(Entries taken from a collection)
Content starts

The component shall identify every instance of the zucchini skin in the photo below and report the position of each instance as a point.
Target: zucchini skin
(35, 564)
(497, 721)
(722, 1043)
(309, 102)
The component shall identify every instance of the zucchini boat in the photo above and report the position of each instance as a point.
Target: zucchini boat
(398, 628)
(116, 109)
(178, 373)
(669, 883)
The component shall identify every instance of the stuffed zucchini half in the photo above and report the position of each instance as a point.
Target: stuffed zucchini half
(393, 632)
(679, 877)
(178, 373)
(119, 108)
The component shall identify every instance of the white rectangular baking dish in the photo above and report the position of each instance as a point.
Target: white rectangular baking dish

Content ends

§ What you will do:
Give back the complete data, each line unchanged.

§ Solution for this task:
The component shall identify every instance of the zucchini skin in the photo below and report the position of each instance as a point.
Target: zucchini skin
(35, 564)
(497, 721)
(722, 1043)
(309, 102)
The component shall identify every instance of the zucchini boat in the photo above and report the position of each instance as a point.
Target: zucchini boat
(398, 628)
(116, 109)
(178, 373)
(669, 883)
The component shall identify every instance of the stuffed zucchini half in the photo above and report the position of each instance as a point.
Target: stuffed zucchini half
(393, 632)
(679, 877)
(178, 373)
(119, 108)
The component shall identify every instance of the white rectangular baking dish in the photo above and report the position of each instance as a point.
Target: white rectangular baking dish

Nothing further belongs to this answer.